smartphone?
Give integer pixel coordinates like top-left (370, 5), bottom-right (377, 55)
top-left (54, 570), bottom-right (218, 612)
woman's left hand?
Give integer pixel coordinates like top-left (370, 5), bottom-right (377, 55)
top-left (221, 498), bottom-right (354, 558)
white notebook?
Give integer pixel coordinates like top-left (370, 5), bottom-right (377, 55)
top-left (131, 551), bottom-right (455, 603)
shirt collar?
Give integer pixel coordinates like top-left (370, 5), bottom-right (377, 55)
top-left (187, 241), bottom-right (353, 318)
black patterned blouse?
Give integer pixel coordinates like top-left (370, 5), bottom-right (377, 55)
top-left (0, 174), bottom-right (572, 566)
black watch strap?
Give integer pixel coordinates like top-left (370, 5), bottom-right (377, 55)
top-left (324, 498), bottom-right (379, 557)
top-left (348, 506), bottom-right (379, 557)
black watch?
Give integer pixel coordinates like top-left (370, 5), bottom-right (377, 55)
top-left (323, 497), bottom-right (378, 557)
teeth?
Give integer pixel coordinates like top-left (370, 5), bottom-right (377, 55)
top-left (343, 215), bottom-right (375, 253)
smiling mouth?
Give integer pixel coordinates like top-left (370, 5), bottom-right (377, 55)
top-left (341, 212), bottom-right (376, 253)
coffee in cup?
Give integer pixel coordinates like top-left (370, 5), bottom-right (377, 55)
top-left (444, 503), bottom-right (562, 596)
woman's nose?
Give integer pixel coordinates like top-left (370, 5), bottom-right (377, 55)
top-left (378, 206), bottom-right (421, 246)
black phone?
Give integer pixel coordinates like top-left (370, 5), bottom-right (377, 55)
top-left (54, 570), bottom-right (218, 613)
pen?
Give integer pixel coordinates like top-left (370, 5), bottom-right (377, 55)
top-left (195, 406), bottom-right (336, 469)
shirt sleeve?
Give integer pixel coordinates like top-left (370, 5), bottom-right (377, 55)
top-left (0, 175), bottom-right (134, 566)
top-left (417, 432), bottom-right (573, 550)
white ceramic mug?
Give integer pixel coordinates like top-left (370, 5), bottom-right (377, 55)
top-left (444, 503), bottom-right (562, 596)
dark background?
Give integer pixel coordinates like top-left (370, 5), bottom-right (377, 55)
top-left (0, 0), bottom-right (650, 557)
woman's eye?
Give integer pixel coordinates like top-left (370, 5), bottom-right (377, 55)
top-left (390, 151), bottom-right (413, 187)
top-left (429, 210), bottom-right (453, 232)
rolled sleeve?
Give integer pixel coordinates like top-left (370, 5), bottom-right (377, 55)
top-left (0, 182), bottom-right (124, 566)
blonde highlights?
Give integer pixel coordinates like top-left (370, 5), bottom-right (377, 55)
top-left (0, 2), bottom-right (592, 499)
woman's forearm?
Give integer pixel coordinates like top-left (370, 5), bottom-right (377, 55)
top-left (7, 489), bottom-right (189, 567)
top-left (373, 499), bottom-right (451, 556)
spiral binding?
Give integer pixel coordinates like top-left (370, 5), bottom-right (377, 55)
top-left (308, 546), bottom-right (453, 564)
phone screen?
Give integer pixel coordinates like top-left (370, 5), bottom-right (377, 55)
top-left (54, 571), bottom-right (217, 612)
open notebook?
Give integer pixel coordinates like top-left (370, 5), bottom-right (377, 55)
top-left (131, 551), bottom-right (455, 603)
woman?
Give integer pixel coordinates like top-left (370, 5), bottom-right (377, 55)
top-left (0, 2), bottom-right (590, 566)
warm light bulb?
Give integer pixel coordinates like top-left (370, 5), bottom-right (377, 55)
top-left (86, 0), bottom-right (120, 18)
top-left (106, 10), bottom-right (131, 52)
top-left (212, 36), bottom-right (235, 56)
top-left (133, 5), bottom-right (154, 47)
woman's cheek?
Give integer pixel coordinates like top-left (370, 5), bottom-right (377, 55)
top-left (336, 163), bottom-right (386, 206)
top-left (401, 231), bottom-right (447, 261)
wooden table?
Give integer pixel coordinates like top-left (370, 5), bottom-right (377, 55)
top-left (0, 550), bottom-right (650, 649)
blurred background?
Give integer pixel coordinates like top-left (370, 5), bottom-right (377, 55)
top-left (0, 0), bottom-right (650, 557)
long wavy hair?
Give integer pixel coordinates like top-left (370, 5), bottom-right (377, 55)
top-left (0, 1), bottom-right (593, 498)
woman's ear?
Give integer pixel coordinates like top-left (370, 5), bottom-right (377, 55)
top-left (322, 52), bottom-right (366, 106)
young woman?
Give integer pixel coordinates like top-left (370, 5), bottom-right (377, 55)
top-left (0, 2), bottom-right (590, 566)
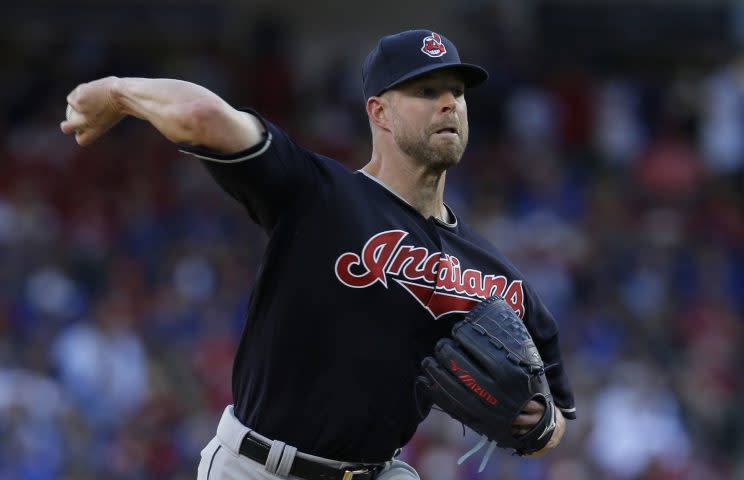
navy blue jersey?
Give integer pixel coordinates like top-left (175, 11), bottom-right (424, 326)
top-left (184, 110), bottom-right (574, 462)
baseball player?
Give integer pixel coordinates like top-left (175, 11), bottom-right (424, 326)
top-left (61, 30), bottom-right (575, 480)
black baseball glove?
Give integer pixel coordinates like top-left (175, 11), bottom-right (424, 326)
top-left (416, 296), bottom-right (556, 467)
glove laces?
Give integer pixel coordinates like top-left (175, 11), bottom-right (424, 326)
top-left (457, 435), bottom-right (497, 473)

...

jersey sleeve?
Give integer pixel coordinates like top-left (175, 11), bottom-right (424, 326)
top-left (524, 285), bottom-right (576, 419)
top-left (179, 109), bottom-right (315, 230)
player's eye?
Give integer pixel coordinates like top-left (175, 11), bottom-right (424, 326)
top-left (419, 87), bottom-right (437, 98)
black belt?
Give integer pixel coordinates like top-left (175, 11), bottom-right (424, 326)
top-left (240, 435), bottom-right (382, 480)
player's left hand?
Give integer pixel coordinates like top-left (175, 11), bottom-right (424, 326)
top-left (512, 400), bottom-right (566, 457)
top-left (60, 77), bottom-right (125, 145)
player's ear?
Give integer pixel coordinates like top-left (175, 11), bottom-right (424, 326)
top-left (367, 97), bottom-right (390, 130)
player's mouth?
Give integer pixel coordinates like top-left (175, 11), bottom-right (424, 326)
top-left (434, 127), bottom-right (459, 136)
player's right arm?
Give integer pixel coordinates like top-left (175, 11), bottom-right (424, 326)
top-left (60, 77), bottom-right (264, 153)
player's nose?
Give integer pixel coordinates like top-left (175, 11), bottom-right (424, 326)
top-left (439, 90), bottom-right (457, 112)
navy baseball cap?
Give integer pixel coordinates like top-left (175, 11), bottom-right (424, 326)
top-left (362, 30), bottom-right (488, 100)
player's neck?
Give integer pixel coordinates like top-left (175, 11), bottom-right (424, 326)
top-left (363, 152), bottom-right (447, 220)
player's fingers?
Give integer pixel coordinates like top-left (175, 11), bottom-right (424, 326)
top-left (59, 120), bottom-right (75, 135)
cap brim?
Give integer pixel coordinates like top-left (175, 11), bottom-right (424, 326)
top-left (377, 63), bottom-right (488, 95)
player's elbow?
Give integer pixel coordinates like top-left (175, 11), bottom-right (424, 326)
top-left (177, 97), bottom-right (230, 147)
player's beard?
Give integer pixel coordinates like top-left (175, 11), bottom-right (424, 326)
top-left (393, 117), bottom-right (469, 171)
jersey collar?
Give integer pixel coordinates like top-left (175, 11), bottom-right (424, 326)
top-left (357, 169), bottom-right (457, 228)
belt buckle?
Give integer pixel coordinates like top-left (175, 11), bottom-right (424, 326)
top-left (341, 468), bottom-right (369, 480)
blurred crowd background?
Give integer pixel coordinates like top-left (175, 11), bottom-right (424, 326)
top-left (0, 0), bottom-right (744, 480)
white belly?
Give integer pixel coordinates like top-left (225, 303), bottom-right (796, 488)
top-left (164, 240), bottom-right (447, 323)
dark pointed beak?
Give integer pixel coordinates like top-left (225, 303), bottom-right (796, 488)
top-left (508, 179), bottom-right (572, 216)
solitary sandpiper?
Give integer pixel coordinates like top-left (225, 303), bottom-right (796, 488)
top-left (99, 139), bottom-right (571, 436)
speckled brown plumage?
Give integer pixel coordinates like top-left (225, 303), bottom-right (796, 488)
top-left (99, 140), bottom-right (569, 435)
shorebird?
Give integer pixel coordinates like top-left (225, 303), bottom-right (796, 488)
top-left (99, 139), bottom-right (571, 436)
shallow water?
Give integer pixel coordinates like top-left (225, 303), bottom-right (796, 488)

--

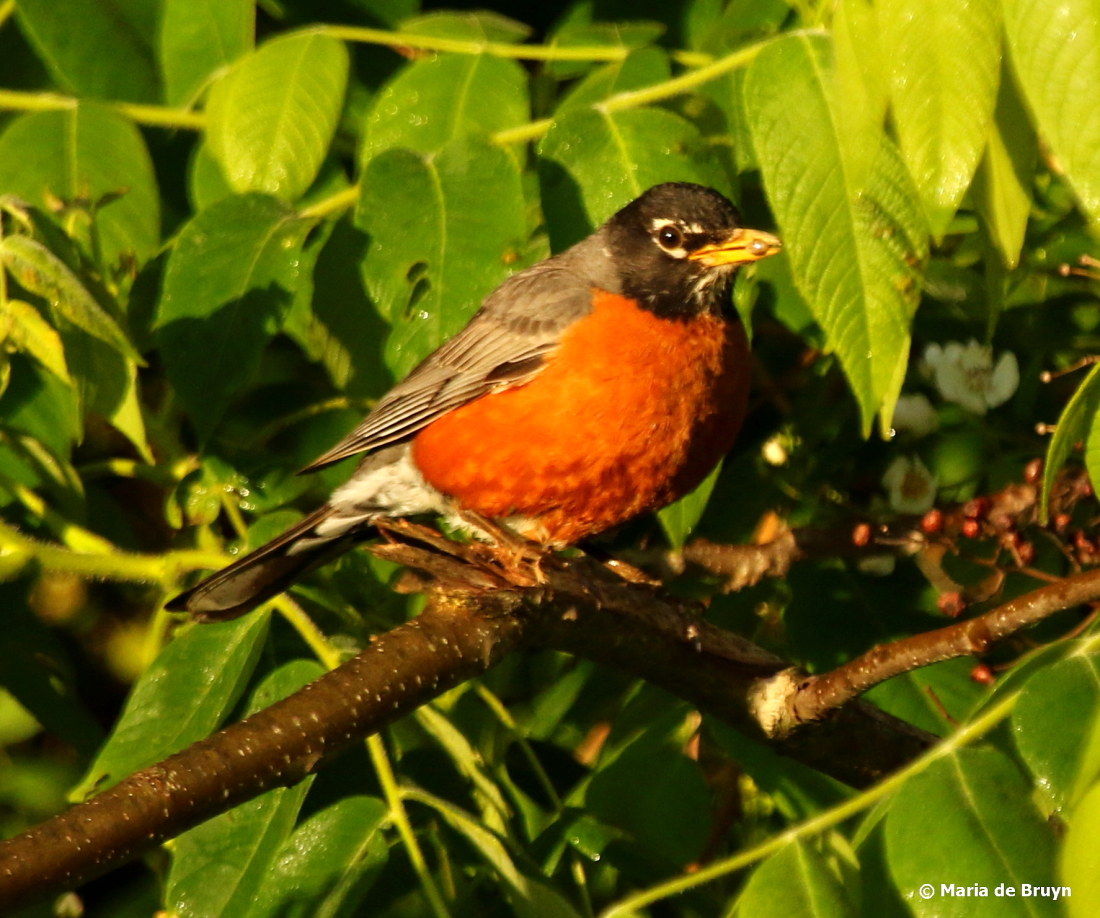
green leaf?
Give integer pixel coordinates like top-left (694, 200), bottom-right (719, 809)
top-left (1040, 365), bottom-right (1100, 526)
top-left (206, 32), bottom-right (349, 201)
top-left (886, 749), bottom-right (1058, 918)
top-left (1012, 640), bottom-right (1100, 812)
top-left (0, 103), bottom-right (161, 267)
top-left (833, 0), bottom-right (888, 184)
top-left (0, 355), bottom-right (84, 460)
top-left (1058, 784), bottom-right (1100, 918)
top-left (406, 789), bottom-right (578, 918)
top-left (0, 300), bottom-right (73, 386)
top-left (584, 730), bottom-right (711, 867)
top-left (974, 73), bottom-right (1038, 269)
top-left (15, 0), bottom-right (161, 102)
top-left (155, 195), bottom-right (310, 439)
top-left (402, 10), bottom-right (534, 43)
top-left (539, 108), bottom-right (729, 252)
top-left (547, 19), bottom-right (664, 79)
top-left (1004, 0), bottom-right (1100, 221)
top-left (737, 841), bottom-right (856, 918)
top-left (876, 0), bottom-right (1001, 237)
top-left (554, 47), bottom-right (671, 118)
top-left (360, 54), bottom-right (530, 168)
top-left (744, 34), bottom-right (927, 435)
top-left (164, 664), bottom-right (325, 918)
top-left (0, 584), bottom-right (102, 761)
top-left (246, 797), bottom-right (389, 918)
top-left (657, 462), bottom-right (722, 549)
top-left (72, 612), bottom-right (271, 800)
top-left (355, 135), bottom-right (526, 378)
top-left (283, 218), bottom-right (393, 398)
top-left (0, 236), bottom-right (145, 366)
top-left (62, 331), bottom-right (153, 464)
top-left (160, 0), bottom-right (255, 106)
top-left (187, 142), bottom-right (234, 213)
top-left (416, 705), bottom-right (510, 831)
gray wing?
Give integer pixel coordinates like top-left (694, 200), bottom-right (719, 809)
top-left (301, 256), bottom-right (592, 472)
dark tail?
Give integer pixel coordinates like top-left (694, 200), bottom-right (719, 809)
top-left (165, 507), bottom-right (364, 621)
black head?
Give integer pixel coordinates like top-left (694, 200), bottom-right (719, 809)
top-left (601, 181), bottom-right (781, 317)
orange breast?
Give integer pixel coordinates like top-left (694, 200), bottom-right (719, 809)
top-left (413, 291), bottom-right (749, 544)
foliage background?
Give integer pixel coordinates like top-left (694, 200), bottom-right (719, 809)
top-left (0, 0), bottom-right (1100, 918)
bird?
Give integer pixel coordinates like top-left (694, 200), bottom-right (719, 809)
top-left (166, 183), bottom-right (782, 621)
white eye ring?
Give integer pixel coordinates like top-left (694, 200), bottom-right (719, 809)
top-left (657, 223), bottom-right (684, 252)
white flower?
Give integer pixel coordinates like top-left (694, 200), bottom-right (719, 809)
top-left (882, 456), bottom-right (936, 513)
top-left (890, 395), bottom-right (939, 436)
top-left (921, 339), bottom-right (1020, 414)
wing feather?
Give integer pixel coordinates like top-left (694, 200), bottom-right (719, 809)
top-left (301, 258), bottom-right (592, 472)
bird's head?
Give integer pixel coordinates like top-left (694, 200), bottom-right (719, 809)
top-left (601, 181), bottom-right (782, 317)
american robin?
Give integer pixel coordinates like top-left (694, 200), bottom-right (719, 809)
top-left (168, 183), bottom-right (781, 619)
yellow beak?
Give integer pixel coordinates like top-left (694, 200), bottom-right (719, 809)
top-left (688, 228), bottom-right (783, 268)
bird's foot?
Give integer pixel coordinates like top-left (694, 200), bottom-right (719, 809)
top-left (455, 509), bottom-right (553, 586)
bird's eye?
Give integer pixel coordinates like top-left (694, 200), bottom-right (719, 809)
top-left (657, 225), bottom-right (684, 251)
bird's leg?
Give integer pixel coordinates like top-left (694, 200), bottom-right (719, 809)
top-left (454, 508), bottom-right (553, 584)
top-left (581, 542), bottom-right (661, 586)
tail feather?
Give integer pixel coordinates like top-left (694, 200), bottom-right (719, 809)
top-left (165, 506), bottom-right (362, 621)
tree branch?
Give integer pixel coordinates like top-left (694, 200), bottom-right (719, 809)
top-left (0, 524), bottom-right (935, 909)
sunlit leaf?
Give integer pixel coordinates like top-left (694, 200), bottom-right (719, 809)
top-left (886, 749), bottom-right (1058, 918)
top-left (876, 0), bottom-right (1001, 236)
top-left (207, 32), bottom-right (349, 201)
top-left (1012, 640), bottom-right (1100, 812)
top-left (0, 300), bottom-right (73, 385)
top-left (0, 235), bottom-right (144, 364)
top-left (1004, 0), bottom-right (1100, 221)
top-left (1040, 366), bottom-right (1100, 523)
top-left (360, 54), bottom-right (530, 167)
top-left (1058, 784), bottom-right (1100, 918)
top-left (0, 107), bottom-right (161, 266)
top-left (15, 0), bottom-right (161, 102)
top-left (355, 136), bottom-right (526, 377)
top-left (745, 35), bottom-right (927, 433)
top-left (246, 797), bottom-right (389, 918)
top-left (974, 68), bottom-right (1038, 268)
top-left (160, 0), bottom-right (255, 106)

» **Task prompt**:
Which rows above contain the string "jersey"? Copy out each of those rows in full. Case counts.

» **Solution to this task**:
navy blue jersey?
jersey sleeve?
jersey collar?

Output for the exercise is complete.